Quoted text:
==============================

Stress is becoming more prevalent for adults and is reaching epic proportions in kids. With the fast-paced nature of life, many of us are looking for ways to tame the stress that finds us daily. In my coaching practice, I use a three-step model for dealing with stress. Each of the steps can help us decrease stress levels and increase resilience.
Step 1: Take a deep breath and identify what is happening inside you. What are you feeling right now? What is the origin (root cause) of your stress? How is the anxiety manifesting in your body? Focus on your direct experience. Honing in on our awareness allows us to be more present and intentional, getting out of our heads and into our bodies. One of my younger clients likes to envision that she is blowing up a bubble around herself with each deep breath she takes. She can go into the bubble when she is feeling worried and sit with the feeling for a few minutes to understand it better.
Step 2: Put on your “big-picture glasses” and look at what is happening outside of you. We often blame ourselves for not managing a situation well or making a mistake. When we put our actions into context, it’s easier to be compassionate with ourselves and others. For example, if you’re having a rough day and become frustrated with your partner, you might blame yourself for being unkind, which may send you down a rabbit hole of worry about the impact of your argument. Will your night be ruined now? What if that was the last straw for your partner? That one thought about your reaction now has you envisioning all the different ways the relationship might end.
Now, stop and imagine yourself putting on glasses that let you zoom out and see the big picture with compassion. What might you see? Maybe you can recognize that you’ve had a really long week at work and slept poorly because your two-year-old has been sick. You might also notice that your partner is dealing with some staff conflicts at work, which may have sapped some of her patience. Finally, you might recognize that the two of you haven’t had much time alone lately because of the holidays and travel and that you could probably benefit from some time to connect over something other than bills and figuring out who is going to take out the garbage. In other words, stress adds up quickly when we put the blame entirely on ourselves. When we zoom out and put stress into context, we can lighten the burden of stress and allow compassion to find us. Self-compassion goes a long way toward stress relief.

==============================

Source data:
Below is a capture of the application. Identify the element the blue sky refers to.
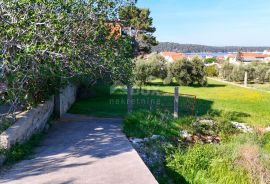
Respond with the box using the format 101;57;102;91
138;0;270;46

==============================

Objectives:
**a.** From the passage on stress, reproduce the stretch from "Step 2: Put" through "relationship might end.".
**b.** According to the passage on stress, what does one of the younger clients picture doing with each deep breath?

Completed exercise:
**a.**
Step 2: Put on your “big-picture glasses” and look at what is happening outside of you. We often blame ourselves for not managing a situation well or making a mistake. When we put our actions into context, it’s easier to be compassionate with ourselves and others. For example, if you’re having a rough day and become frustrated with your partner, you might blame yourself for being unkind, which may send you down a rabbit hole of worry about the impact of your argument. Will your night be ruined now? What if that was the last straw for your partner? That one thought about your reaction now has you envisioning all the different ways the relationship might end.

**b.** She pictures blowing up a bubble around herself.